#### [Text section]
-----
David Peace’s astringent novels inhabit the borderland between genre and mainstream fiction. His work includes the Red Riding Quartet and GB84 (winner of the James Tait Black Memorial Prize). Like its predecessors, Tokyo Year Zero (Faber, £16.99) is precisely grounded in its historical context — in this case Tokyo in August 1946, a year on from the Japanese surrender. The first of a projected trilogy, the novel deals with the murder of two young geishas strangled with their own shawls. Detective Minami of the beleaguered Tokyo Metropolitan Police Department is assigned the investigation, a task he accepts with what proves to be well-founded reluctance. The Department itself is in crisis, its personnel living in fear of another purge by the occupying authorities.
Like the hot and noisy city around him, Minami himself is a man on the brink of ruin. He shares its corruption, its brutality and its despair: in Peace’s Tokyo, everyone is guilty. The book’s intensity derives partly from the unrelieved grimness of its subject-matter and partly from its staccato, first-person, present-tense narrative. Dark and relentless, Tokyo Year Zero is not for the faint-hearted but it’s a considerable achievement.
In Beneath the Bleeding (HarperCollins, £17.99), Val McDermid returns to the Yorkshire city of Bradfield, the professional stamping ground of her series characters DCI Carol Jordan and criminal profiler Dr Tony Hill. The novel opens explosively with an incident at a secure hospital that leaves one man dead and Hill with a shattered leg. The momentum doesn’t slacken: someone poisons Bradfield’s star footballer with ricin. A bomb rips into the crowd at the football stadium, causing carnage. Jordan’s life is complicated still more by the arrival of a squad of heavy-handed intelligence officers, convinced that the bomb is the work of terrorists. Hill’s attempts to help from his hospital bed are marred when he is reunited with the mother from hell.
This is a book that works on more than one level.
-----
#### [Dataset excerpt]
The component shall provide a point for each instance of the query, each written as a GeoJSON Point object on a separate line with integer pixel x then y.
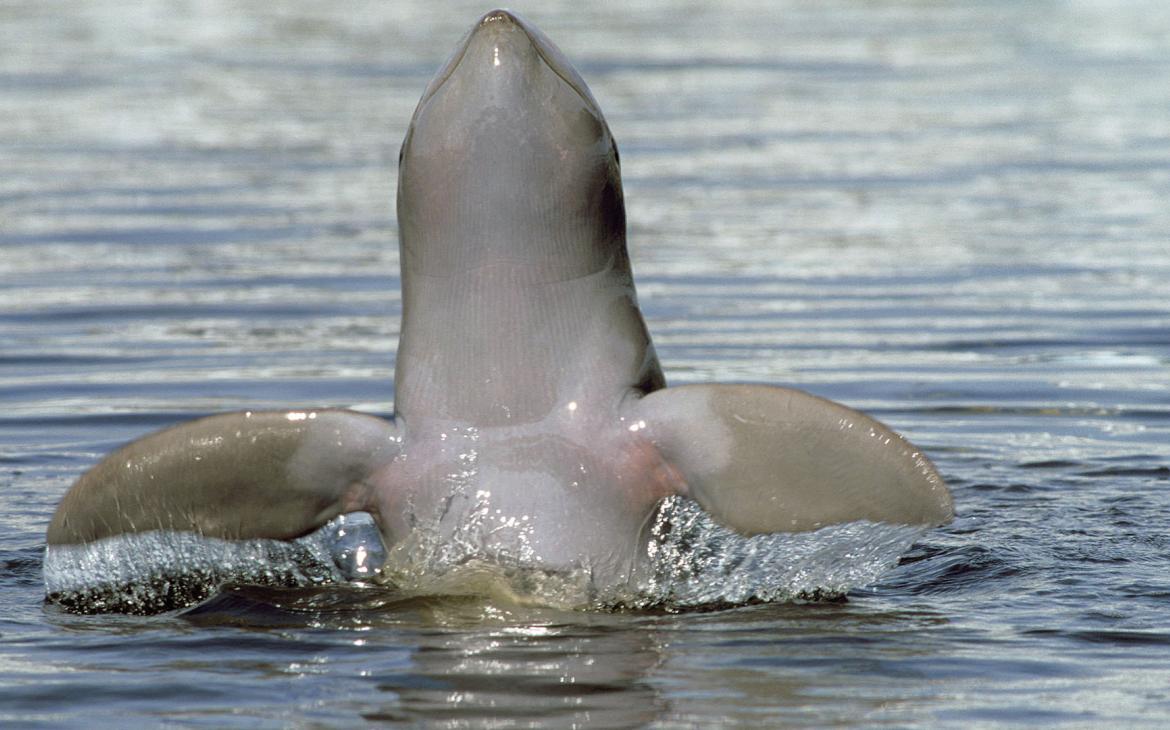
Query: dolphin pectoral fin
-----
#### [Exercise details]
Condense the paragraph of the book reviews that begins "In Beneath the Bleeding" into a bulleted list, keeping its main facts.

#### [Solution for this exercise]
- Val McDermid's Beneath the Bleeding (HarperCollins, £17.99) returns to the Yorkshire city of Bradfield, where her series characters DCI Carol Jordan and criminal profiler Dr Tony Hill work.
- It opens with an incident at a secure hospital that kills one man and shatters Hill's leg.
- Someone poisons Bradfield's star footballer with ricin.
- A bomb explodes in the crowd at the football stadium, causing carnage.
- Heavy-handed intelligence officers, convinced terrorists planted the bomb, arrive and complicate Jordan's life.
- Hill tries to help from his hospital bed, but a reunion with "the mother from hell" gets in the way.